Exercise details: Lines with the word "rock" are the answer; copy each of them from the data below.

[Stored data entries]
-- Opening Marker --

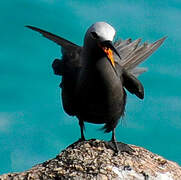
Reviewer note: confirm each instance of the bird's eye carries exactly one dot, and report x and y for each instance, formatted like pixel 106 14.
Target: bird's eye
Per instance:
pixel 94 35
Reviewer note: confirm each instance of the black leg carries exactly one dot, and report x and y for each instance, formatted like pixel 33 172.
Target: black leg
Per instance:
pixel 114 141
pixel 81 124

-- Closing Marker --
-- Opening Marker --

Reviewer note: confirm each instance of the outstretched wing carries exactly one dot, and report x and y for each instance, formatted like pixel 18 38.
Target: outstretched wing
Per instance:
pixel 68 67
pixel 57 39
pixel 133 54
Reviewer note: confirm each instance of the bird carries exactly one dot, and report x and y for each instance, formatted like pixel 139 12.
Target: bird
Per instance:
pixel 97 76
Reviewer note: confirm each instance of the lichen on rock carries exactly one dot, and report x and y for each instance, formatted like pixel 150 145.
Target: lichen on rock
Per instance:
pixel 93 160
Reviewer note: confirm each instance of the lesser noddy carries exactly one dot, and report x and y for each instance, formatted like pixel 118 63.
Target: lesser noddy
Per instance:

-- Closing Marker --

Task result:
Reviewer note: confirm each instance of the lichen on rock carries exactly one dot, and report x and y for each instance, formatted like pixel 150 145.
Target: lichen on rock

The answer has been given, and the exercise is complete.